→ **DOCUMENT**:
......
Peak Current Proof Input Filter with Multilayer Power Suppression Bead WE-MPSB
ANP041 BY RANJITH BRAMANPALLI
Power supplies are often designed for steady state operation, with transient conditions mainly considered as an afterthought. In practice, transient conditions such as startup, shutdown, and load transients are often far more stressful on the components of the power supply than operation in steady state. To suppress high frequency noise, chip bead ferrites are mainly placed at the input and output of power supplies.
There are two good examples of transients that are often overlooked, but requires merit careful attention. The inrush current occurs when a power supply first starts up or when PWM used for variable loads such as dimming of LED Drivers. Chip bead ferrites are often positioned at the inputs and outputs of power supplies where they must endure heavy transient currents, and this creates a need for compact, cost effective devices that are also highly reliable. Such ferrites are placed at the input and output because they are very effective at filtering the high frequency noise in switching Regulators.
The high frequency noise results from rapid switching currents ringing with parasitic inductance and capacitance. Such noise tends to occur at frequencies from 50 MHz to 500 MHz and is known as “ringing”, “spikes” or “periodic and random deviation noise” (PARD noise). Figure 2 shows PARD at the origin, the switching node, and also shows how PARD noise shows up at the input and output of the switcher.
Figure 1: Initial Test Circuit without Chip Bead Ferrites
Zooming in and measuring the frequency of PARD noise in Figure 2 reveals a frequency of 170 MHz. Conducted noise like the waveforms in Figure 2 will generate radiated noise if it leaks onto input and output wiring harnesses.
In general, chip bead ferrites should be always placed as close as possible to the converter as source of noise. However, one effective method for preventing PARD noise from getting into the input and output leads of a switching power supply is to place chip bead ferrites in series with the inputs and outputs. As shown in Figure 3, these should be placed as close as possible to the edge of the PCB and/or to the connectors, and footprints for ferrites should be placed in series with both the positive and the negative of each connector.
Figure 2: PARD noise without Chip Bead Ferrites starts at the switching node of a buck converter (blue) and contaminates the input voltage (yellow) and the output voltage (green)
Again, in general ferrites should be placed as close as possible to the source of the noise because the noise couples into the unfiltered traces and cables. However, be aware that it is very likely that high frequency noise can couple around a ferrite via parasitic capacitance to GND and earth planes. Most EMC standards begin limiting radiated EMI at 30 MHz, so preventing this unwanted antenna effect of input and output leads is highly important. When a ground plane or a shielded enclosure is present, noise can couple around a ferrite placed towards the interior of a PCB, as shown in Figure 4.
......
→ **GIVEN RECORDS**:
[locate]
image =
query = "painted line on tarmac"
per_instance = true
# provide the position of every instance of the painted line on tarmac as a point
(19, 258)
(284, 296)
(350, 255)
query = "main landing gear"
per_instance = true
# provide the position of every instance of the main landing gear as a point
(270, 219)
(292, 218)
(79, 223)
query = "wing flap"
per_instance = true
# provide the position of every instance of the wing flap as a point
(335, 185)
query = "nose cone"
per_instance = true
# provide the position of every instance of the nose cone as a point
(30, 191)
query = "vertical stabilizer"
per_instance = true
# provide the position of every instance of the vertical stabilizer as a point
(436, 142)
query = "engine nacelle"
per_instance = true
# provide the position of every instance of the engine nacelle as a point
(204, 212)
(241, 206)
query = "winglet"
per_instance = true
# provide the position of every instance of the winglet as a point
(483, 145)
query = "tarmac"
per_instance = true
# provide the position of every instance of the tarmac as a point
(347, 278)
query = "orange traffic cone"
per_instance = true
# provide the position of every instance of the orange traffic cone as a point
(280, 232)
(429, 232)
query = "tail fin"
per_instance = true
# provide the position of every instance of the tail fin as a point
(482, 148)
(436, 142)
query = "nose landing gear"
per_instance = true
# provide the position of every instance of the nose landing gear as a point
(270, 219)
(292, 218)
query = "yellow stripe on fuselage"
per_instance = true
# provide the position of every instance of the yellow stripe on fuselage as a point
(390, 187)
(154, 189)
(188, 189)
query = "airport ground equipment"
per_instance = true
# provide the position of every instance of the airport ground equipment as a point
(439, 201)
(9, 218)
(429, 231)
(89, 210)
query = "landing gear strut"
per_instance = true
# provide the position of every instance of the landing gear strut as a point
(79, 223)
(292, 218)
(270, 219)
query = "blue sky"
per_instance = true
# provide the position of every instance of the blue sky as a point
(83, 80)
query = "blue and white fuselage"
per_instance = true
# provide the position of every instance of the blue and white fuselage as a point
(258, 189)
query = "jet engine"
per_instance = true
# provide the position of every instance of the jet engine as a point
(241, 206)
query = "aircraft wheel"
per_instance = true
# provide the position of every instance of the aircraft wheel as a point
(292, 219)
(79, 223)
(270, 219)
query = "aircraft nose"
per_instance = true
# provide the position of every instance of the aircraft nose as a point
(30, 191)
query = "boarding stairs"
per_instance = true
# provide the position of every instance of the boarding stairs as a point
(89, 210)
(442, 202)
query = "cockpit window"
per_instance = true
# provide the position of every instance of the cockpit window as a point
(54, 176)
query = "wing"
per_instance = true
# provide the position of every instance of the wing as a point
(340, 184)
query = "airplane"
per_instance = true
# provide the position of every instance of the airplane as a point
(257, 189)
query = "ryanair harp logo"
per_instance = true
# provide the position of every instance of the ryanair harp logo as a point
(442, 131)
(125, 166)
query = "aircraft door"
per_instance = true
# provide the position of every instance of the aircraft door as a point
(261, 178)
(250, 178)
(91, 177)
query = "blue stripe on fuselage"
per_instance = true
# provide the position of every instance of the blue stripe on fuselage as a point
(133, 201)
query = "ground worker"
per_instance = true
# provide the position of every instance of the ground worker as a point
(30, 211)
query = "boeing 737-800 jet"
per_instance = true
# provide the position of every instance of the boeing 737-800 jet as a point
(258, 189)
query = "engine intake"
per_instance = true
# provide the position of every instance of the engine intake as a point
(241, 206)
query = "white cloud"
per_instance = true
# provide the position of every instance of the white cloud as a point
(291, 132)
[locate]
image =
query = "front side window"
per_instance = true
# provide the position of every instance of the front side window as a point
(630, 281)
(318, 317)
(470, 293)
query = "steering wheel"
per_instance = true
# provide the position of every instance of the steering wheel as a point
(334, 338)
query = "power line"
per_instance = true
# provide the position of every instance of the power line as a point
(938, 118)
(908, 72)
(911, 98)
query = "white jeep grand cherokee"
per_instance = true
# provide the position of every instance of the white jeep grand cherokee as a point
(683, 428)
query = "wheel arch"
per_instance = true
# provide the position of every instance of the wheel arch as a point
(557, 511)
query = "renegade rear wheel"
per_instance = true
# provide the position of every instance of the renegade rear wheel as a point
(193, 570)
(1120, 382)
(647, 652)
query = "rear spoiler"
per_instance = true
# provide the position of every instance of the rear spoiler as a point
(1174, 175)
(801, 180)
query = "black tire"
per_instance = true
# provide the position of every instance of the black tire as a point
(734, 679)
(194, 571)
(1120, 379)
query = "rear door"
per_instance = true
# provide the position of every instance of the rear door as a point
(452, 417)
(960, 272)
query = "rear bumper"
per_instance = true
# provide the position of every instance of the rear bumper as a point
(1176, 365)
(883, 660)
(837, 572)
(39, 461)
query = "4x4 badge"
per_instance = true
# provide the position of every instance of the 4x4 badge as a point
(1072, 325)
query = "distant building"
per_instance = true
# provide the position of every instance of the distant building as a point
......
→ **WHAT IS ASKED**:
(1) In the text on chip bead ferrites, at what frequency do most EMC standards start limiting radiated EMI?
(2) Identify every row that contains the string "arch", treating uppercase and lowercase as different, and copy each of those rows.
The text on chip bead ferrites and the rows were taken from unrelated sources.

→ **TASK RESPONSES**:
(1) 30 MHz.

(2)
query = "wheel arch"
# provide the position of every instance of the wheel arch as a point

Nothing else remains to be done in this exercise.